• Text passage:
_ _ _ _ _

The question at this point becomes, who is going to step up and contribute along the line? And frankly, will the Orange have enough talent up front to have a complete 2-deep that the coaches will trust enough to actually go eight players deep?

Heading into the year, the clear leader on the defensive line will be Ron Thompson, whose nickname, “Sugar Bear,” just doesn’t get used nearly enough. The former 4-star tight end prospect has transitioned nicely to being a disruptive defensive end over the course of his career, and should be in the running for All-ACC accolades during his junior campaign.

But after Thompson, things get a little dicier. Yes, there’s talent, and there are a few players who have gotten significant snaps. But there aren’t many. Two players with a ton of size and talent, but who have yet to really live up to their potential, are John Raymon and Wayne Williams. Raymon was a highly touted defensive tackle who started his career at Iowa before transferring to SU, and has struggled to keep his weight in check. At 6-foot-5 and 325 pounds, he’s an enormous and imposing figure on the line with better athleticism than you’d expect from such a big man. Yet last season he registered just six tackles while playing in fewer than half of the team’s games.

_ _ _ _ _

• To do:
a - Translate this sentence from the passage on the Orange defensive line into Spanish: "Yes, there's talent, and there are a few players who have gotten significant snaps."
b - Rewrite the passage on the Orange defensive line between "The question at" and "his junior campaign.", inclusive, replacing "Orange" with "Syracuse".
c - Write what comes next in the passage on the Orange defensive line, picking up after its final sentence.

• Data listing:
_ _ _ _ _

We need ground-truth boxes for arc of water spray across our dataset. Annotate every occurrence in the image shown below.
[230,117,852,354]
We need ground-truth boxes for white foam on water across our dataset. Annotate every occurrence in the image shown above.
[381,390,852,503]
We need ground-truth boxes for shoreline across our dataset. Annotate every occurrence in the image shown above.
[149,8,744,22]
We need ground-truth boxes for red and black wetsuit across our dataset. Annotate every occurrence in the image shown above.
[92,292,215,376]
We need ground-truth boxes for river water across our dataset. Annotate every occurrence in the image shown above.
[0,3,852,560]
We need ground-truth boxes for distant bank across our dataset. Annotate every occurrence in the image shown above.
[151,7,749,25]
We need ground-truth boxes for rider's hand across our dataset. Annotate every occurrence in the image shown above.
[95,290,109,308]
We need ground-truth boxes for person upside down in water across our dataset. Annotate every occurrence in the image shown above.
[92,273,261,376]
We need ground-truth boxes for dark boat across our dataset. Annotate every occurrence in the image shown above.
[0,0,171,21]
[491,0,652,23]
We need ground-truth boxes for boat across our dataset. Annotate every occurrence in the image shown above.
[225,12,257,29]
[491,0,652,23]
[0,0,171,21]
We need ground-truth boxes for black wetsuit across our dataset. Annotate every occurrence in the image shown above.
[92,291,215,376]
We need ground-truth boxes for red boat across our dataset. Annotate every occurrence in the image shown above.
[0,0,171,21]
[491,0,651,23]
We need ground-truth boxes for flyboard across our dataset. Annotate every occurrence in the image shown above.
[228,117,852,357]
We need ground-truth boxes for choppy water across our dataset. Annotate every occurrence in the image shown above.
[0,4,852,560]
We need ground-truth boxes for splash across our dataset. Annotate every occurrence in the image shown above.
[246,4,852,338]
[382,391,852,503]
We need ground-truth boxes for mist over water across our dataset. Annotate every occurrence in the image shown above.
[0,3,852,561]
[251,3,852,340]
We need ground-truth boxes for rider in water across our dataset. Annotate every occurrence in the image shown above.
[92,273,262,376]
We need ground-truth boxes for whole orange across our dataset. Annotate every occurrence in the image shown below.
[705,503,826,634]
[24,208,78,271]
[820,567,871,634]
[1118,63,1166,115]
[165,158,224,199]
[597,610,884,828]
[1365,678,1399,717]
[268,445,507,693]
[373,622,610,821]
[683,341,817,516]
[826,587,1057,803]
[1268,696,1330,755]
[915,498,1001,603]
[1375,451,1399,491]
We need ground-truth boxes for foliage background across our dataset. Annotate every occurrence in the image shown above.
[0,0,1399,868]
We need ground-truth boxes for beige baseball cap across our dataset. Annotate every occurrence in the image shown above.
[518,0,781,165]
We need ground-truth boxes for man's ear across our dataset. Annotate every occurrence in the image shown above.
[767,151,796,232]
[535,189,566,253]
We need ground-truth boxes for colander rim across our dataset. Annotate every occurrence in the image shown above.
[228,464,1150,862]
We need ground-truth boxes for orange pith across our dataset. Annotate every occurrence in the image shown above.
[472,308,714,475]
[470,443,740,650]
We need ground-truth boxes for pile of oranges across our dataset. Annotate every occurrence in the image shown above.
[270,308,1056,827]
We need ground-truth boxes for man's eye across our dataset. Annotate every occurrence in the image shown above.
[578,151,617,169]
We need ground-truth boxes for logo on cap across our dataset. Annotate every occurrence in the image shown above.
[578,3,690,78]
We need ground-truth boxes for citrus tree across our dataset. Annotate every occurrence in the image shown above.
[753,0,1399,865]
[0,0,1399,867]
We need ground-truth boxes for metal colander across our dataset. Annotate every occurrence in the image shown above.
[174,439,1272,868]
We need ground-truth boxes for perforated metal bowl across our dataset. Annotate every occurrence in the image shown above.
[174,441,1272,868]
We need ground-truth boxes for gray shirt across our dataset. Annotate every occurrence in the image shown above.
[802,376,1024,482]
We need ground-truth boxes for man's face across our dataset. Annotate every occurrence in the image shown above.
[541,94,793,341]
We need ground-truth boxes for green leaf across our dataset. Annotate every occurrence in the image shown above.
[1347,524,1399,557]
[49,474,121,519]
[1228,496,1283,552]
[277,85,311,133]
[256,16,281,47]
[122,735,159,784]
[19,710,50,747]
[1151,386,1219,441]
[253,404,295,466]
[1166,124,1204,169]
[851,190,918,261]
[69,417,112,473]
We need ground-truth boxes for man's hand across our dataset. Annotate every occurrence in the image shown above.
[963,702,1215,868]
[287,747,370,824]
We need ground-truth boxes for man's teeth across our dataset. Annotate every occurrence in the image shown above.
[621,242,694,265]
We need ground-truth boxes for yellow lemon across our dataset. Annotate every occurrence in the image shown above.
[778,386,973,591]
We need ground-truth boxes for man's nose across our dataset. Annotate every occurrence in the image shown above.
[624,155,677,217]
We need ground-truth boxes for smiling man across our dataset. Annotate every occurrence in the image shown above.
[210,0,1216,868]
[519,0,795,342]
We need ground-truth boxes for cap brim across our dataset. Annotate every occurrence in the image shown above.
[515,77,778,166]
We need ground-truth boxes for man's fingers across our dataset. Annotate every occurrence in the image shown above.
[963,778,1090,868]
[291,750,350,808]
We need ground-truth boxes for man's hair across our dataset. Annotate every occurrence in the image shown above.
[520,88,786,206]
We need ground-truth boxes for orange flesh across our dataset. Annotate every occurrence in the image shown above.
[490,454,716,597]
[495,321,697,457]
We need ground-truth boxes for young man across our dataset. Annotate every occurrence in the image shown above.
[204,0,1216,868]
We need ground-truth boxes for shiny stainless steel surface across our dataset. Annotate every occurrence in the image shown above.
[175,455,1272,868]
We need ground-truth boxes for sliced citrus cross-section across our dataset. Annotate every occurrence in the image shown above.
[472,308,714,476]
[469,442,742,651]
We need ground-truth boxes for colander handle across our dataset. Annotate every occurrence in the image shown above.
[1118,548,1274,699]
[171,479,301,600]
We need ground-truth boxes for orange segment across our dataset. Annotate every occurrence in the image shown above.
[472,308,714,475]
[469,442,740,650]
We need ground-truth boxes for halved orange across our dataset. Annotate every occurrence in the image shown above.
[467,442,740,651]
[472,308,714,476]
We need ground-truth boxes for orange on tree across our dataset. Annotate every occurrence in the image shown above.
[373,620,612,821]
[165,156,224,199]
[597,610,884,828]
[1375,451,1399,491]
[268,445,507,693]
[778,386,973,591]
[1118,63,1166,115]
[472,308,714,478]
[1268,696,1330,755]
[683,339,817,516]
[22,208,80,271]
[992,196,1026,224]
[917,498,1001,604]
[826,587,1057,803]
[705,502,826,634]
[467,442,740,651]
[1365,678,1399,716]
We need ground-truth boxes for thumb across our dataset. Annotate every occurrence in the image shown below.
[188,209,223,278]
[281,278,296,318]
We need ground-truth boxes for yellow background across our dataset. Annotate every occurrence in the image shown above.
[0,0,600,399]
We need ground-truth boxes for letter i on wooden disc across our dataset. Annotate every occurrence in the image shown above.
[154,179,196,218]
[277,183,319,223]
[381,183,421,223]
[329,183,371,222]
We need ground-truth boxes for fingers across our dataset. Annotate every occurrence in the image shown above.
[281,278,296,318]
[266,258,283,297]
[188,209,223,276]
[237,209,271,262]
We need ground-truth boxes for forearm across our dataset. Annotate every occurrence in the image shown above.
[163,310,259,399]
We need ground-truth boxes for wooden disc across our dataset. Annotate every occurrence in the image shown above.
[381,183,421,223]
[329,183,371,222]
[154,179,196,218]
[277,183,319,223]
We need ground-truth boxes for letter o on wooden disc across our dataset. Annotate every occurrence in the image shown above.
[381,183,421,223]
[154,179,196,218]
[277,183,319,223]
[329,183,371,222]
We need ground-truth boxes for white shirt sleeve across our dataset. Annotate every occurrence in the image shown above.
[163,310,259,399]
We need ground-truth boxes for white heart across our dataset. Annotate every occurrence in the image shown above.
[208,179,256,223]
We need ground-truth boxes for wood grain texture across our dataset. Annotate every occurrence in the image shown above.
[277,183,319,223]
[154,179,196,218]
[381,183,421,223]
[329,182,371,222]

_ _ _ _ _

• Responses for each task:
a - Sí, hay talento, y hay algunos jugadores que han jugado una cantidad considerable de snaps.

b -
The question at this point becomes, who is going to step up and contribute along the line? And frankly, will the Syracuse have enough talent up front to have a complete 2-deep that the coaches will trust enough to actually go eight players deep?

Heading into the year, the clear leader on the defensive line will be Ron Thompson, whose nickname, “Sugar Bear,” just doesn’t get used nearly enough. The former 4-star tight end prospect has transitioned nicely to being a disruptive defensive end over the course of his career, and should be in the running for All-ACC accolades during his junior campaign.

c -
Wayne Williams is another big, athletic body who Syracuse fans have been waiting to see break out. At 6-foot-4, 326 pounds he’s nearly identical in terms of size to his fellow tackle Raymon, and the pair could combine to create a formidable duo in the middle of the line. But like Raymon, Williams failed to really produce last year, making nine tackles in limited action. Both will have to step it up, or else they’ll be jumped on the depth chart either by a returning, younger player, or one of the talented incoming defensive linemen that were a part of the recruiting class of 2015.

Marcus Coleman and Donnie Simmons are two of the more experienced returners, in terms of having been around the program for a few years. Yet like Raymon and Williams, they’ve never really produced on the field. Coleman made just six tackles, while Simmons – who has battled some injuries off and on throughout his career – had just two tackles all year.

Three returning names to keep an eye on are Kayton Samuels, Chris Slayton, and Luke Arciniega. Samuels, a 6-foot, 319 pound nose tackle, and Slayton, a 6-foot-4, 267 pound defensive end are both talented young players who could work their way onto the field. Slayton in particular has the right combination of size and athleticism to become an impact player on the edge.

Speaking of edge rushers, the best thing possible for Luke Arciniega – other than being granted two more years by the NCAA – is being moved from linebacker to defensive end. The 6-foot-4, 240 pounder was a little too slow to compete at linebacker, but he’s got great size and his quickness could potentially make him an immediate impact player rushing from the edge of the defensive line. Don’t be surprised to see him become a key member of the D-line rotation.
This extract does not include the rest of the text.